Spatial localization data:
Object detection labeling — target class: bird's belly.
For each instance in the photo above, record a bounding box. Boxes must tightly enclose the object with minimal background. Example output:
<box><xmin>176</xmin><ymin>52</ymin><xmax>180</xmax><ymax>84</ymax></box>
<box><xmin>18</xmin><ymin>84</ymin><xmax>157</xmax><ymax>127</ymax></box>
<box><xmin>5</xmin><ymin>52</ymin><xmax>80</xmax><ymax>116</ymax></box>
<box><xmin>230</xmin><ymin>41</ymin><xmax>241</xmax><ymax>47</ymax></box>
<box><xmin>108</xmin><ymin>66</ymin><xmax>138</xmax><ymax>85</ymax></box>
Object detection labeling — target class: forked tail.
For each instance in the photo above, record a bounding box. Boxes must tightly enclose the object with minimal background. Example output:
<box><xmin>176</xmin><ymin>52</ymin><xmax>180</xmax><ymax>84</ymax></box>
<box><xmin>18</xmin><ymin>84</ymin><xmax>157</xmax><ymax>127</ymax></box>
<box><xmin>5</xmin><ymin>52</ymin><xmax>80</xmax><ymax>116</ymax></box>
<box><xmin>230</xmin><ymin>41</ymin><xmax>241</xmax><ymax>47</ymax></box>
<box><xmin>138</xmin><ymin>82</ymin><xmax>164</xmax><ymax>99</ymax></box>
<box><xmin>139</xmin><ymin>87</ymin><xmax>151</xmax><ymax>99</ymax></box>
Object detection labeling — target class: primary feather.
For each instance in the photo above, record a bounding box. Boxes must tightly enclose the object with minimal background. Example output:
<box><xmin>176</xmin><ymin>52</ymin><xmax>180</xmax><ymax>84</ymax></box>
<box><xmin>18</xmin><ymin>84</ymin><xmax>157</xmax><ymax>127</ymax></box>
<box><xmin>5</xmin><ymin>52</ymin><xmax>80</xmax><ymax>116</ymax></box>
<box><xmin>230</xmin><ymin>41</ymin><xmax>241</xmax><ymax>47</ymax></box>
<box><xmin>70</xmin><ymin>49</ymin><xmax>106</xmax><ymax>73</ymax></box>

◆ Your goal ◆
Reproduce each line above exactly.

◆ The answer ◆
Object detection labeling — target class: bird's belly.
For each instance in the photo above, record a bounding box. Boxes must tightly enclose the object with minimal background. Example output:
<box><xmin>176</xmin><ymin>52</ymin><xmax>180</xmax><ymax>84</ymax></box>
<box><xmin>18</xmin><ymin>84</ymin><xmax>157</xmax><ymax>127</ymax></box>
<box><xmin>5</xmin><ymin>52</ymin><xmax>80</xmax><ymax>116</ymax></box>
<box><xmin>230</xmin><ymin>41</ymin><xmax>241</xmax><ymax>47</ymax></box>
<box><xmin>108</xmin><ymin>66</ymin><xmax>138</xmax><ymax>85</ymax></box>
Object detection labeling — target class: forked tail.
For each instance in the photo above, record a bounding box. Boxes must tightly enclose the object with minimal background. Example output:
<box><xmin>176</xmin><ymin>52</ymin><xmax>180</xmax><ymax>84</ymax></box>
<box><xmin>18</xmin><ymin>84</ymin><xmax>157</xmax><ymax>127</ymax></box>
<box><xmin>5</xmin><ymin>52</ymin><xmax>80</xmax><ymax>116</ymax></box>
<box><xmin>230</xmin><ymin>41</ymin><xmax>241</xmax><ymax>47</ymax></box>
<box><xmin>138</xmin><ymin>82</ymin><xmax>164</xmax><ymax>99</ymax></box>
<box><xmin>139</xmin><ymin>87</ymin><xmax>151</xmax><ymax>99</ymax></box>
Object detection labeling — target class: primary feather.
For each instance in the photo above, record a bounding box. Boxes must tightly enclose the object with minimal background. Example output:
<box><xmin>176</xmin><ymin>52</ymin><xmax>180</xmax><ymax>84</ymax></box>
<box><xmin>18</xmin><ymin>84</ymin><xmax>157</xmax><ymax>127</ymax></box>
<box><xmin>5</xmin><ymin>52</ymin><xmax>80</xmax><ymax>116</ymax></box>
<box><xmin>230</xmin><ymin>41</ymin><xmax>241</xmax><ymax>47</ymax></box>
<box><xmin>70</xmin><ymin>49</ymin><xmax>106</xmax><ymax>73</ymax></box>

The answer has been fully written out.